- [BRIEF]:
Retype exactly the lines that run from the line with "of the pile" to the final line of the entries, keeping both ends and nothing else.

____

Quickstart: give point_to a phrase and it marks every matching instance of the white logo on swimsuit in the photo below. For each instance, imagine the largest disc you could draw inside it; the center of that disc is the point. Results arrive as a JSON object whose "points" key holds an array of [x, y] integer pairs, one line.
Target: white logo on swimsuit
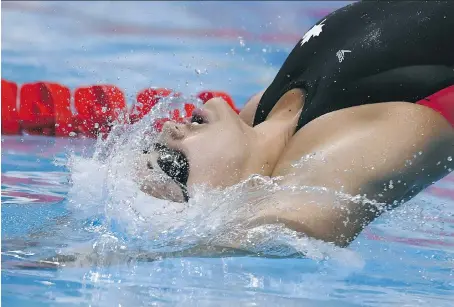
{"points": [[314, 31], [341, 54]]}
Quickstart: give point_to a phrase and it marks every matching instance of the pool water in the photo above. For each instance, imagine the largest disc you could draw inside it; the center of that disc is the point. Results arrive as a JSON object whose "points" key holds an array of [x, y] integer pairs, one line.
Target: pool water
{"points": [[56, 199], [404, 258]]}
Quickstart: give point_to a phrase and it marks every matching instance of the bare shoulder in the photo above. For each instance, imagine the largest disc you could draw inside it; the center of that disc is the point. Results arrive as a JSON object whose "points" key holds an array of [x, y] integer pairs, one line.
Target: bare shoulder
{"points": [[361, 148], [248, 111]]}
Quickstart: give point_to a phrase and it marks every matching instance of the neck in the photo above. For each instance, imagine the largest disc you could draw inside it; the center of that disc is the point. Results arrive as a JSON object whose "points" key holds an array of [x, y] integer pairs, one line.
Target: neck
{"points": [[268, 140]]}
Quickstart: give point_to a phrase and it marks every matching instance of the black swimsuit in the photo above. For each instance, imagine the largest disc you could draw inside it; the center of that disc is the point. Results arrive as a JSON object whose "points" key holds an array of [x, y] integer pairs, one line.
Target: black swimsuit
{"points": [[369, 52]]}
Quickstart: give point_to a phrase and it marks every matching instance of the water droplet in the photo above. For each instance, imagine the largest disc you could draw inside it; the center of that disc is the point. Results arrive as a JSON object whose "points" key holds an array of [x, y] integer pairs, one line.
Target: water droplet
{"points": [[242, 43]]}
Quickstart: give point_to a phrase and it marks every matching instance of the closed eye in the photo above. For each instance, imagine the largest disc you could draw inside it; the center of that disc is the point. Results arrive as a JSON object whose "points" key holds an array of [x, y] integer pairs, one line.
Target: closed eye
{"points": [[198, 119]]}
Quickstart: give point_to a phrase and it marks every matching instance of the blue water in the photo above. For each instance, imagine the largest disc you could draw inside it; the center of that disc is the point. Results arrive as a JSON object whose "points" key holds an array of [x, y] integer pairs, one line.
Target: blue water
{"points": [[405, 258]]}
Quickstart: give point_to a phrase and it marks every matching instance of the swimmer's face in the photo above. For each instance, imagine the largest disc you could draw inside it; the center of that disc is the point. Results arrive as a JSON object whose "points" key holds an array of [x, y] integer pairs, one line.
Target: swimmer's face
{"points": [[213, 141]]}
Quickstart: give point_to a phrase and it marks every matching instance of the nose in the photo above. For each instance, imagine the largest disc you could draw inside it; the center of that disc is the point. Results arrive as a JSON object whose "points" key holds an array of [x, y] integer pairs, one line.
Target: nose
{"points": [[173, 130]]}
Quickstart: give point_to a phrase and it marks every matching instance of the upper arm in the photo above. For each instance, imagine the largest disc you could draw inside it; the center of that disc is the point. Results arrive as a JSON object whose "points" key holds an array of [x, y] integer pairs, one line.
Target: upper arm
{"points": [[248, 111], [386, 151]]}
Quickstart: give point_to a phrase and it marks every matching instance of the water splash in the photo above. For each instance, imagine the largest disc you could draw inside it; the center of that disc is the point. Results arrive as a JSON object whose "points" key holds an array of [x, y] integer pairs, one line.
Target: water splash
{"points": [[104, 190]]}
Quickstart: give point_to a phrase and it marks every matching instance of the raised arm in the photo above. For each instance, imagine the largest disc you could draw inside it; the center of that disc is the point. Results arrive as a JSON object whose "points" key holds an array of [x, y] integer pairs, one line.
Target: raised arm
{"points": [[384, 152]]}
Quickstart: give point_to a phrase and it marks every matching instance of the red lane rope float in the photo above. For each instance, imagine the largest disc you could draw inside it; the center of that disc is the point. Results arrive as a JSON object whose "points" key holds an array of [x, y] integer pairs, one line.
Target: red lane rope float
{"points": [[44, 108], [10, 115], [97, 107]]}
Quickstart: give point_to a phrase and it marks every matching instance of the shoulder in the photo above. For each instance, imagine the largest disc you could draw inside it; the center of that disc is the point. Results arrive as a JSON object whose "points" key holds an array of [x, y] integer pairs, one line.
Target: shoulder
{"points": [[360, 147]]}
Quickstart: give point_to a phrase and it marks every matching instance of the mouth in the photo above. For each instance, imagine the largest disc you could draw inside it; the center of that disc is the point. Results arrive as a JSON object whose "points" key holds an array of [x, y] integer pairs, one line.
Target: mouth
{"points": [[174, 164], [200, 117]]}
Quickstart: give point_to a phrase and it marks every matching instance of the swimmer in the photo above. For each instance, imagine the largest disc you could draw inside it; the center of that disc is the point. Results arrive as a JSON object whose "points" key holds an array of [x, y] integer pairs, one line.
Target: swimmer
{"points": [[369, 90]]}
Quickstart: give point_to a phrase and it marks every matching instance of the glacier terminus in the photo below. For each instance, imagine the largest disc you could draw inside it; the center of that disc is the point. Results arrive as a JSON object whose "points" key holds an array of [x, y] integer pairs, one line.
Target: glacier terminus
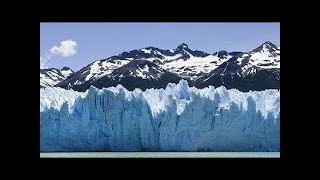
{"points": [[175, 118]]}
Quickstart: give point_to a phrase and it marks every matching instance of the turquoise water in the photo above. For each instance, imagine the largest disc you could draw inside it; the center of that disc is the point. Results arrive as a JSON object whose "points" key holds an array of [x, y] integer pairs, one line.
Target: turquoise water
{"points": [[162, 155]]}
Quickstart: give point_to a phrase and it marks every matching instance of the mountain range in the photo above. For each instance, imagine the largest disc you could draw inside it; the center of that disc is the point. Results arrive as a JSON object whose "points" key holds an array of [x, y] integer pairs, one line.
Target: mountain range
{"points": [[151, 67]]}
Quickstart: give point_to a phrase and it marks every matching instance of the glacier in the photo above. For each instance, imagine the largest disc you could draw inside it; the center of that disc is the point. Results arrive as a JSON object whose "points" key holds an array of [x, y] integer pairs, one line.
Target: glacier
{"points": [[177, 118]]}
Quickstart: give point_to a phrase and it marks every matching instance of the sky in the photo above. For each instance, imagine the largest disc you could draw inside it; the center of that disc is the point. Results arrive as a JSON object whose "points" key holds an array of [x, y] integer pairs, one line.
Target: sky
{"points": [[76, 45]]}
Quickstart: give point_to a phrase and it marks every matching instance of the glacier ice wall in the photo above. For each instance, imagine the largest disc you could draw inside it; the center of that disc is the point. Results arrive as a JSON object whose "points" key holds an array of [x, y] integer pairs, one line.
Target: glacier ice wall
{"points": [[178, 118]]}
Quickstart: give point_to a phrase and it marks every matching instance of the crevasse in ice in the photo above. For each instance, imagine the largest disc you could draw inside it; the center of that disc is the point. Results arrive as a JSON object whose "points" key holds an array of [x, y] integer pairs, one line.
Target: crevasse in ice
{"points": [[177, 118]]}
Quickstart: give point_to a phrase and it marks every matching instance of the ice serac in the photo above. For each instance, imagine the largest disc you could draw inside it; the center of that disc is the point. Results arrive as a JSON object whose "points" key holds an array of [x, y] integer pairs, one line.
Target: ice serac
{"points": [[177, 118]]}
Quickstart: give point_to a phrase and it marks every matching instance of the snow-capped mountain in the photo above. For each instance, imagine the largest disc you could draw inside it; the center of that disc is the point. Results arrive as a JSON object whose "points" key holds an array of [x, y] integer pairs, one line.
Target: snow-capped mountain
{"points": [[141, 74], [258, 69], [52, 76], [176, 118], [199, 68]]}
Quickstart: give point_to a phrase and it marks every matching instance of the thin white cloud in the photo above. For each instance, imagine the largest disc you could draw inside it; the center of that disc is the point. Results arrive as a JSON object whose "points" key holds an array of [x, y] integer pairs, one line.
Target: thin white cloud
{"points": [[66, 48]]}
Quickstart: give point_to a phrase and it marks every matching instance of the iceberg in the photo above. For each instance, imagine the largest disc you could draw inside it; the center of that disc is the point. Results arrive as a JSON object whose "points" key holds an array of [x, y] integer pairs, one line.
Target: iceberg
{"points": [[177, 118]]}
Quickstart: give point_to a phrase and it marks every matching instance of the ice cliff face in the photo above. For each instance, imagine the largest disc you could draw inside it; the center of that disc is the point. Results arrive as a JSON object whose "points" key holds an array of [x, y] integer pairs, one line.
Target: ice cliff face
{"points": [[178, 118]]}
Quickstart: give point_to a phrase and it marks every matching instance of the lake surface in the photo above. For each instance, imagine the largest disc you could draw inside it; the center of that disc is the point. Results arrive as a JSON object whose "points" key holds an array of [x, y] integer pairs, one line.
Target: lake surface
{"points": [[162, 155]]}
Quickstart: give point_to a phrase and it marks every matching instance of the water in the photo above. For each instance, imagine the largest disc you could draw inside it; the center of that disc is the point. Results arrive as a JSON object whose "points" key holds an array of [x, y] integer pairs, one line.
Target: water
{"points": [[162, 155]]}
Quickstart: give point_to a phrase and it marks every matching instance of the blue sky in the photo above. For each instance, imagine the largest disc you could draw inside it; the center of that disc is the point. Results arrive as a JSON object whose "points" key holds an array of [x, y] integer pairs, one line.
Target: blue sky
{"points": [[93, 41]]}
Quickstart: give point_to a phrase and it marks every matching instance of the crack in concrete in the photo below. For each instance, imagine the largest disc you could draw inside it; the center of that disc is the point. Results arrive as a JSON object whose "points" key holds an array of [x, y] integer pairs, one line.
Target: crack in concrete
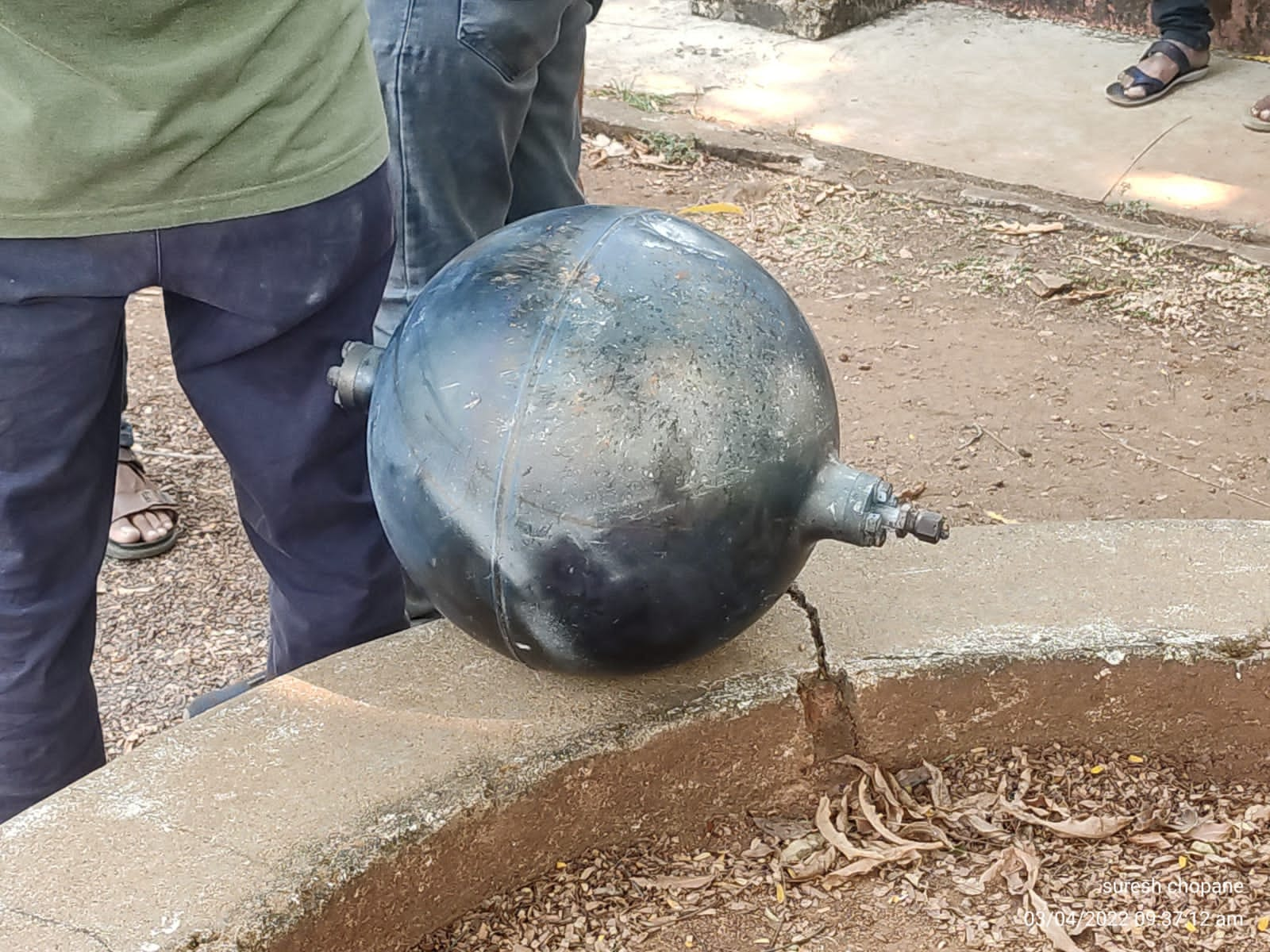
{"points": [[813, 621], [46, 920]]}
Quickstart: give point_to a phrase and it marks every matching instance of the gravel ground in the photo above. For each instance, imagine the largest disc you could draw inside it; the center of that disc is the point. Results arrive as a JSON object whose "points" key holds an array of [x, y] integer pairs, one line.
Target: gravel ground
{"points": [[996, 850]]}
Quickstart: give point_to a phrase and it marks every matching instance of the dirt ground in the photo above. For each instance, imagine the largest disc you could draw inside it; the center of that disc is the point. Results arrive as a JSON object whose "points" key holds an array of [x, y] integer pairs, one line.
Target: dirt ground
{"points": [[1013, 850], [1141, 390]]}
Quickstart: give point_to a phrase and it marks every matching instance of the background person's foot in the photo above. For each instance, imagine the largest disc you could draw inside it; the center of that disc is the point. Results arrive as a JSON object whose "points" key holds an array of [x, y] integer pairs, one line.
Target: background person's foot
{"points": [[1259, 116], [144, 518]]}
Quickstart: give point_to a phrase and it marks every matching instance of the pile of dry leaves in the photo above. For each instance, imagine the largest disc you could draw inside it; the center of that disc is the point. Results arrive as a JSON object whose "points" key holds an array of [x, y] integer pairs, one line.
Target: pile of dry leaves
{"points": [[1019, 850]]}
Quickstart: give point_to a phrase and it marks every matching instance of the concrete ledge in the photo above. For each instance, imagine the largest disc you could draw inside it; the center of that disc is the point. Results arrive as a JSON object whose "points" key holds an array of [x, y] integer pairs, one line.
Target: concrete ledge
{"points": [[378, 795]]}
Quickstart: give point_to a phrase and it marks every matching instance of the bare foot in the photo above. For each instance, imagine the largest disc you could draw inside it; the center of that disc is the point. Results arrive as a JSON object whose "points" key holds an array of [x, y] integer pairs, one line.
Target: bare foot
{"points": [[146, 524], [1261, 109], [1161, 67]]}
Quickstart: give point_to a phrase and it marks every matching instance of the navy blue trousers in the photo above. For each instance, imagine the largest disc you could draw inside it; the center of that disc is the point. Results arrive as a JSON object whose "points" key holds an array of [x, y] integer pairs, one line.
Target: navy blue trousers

____

- [REPLY TO THE TASK]:
Quickstart: give point_to a phrase and it marks every matching instance of the pile of dry leaves in the photo above. For each instance, imagine the largest disc you could draw inside it; the center of that disc is the point. Results arrive as a JSON object whose "points" key holds an array of [x, y] integer pairs, one line.
Target: pile of dry leaves
{"points": [[1019, 850]]}
Quickstart: give point_to a phrase and it marks every matching instance of the concrete ledge in the photo above. For each instance, imagine the largest disc you could draw inside it; the center of that disc is the point. Results arrive as a JSON object whose "points" key holds an array of [x, y] integer pairs, one line.
Target: concrete ledge
{"points": [[378, 795]]}
Quickstart: give point_to a phrase and it marks every matching instance of the bare foot in the photo above. For each instance, imagine the largest disc you could draw inside it; the center of that disc is the point. Results arrive as a JSON object whose "points" key holds an array of [x, y] integer pairs, one line.
Target: bare foot
{"points": [[146, 524], [1261, 109], [1161, 67]]}
Quickstart: give point_to a phrase and it marks every matching instance of the navy blue trousers in the photo above. For each instance, imagine the largest disc you could draw inside it; the center of that disc is the point. Results arrive as a JSON object whose "points" key holds an array of [x, y] integer pairs, one line.
Target: navy blue trousers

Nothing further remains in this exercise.